→ What you need to do: Find each line in the entries below that contains the word "white" and copy those lines in full.

→ Provided records:
* start *
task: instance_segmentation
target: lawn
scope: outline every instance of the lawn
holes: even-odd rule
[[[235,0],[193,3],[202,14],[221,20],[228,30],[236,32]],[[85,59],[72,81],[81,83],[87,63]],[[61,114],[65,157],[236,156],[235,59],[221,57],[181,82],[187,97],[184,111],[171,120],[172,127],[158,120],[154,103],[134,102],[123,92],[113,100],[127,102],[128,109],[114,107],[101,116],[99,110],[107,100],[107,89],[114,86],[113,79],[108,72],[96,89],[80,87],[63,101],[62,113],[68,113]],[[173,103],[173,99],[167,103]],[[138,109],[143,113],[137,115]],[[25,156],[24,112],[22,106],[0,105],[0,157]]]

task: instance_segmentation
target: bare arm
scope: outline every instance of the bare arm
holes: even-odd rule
* end *
* start *
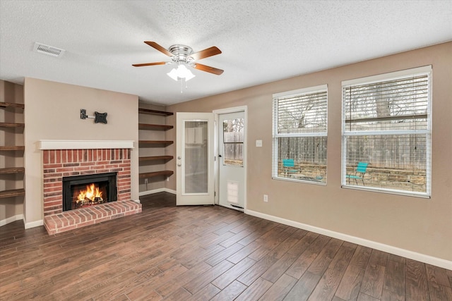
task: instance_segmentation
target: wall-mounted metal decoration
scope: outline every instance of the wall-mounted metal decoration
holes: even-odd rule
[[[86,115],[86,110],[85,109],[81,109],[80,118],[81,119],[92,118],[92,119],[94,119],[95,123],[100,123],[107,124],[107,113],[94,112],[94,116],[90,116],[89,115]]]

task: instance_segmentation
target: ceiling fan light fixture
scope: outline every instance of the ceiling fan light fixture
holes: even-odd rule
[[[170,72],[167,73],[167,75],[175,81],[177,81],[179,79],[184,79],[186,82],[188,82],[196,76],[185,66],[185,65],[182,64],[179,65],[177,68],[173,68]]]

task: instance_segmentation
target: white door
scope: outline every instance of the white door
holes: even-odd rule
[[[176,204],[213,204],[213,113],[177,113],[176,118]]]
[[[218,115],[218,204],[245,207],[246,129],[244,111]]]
* end *
* start *
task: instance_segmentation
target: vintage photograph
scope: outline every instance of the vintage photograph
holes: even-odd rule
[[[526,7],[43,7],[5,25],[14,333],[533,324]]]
* end *
→ Final answer:
target: white door
scope: outline every instance of the white door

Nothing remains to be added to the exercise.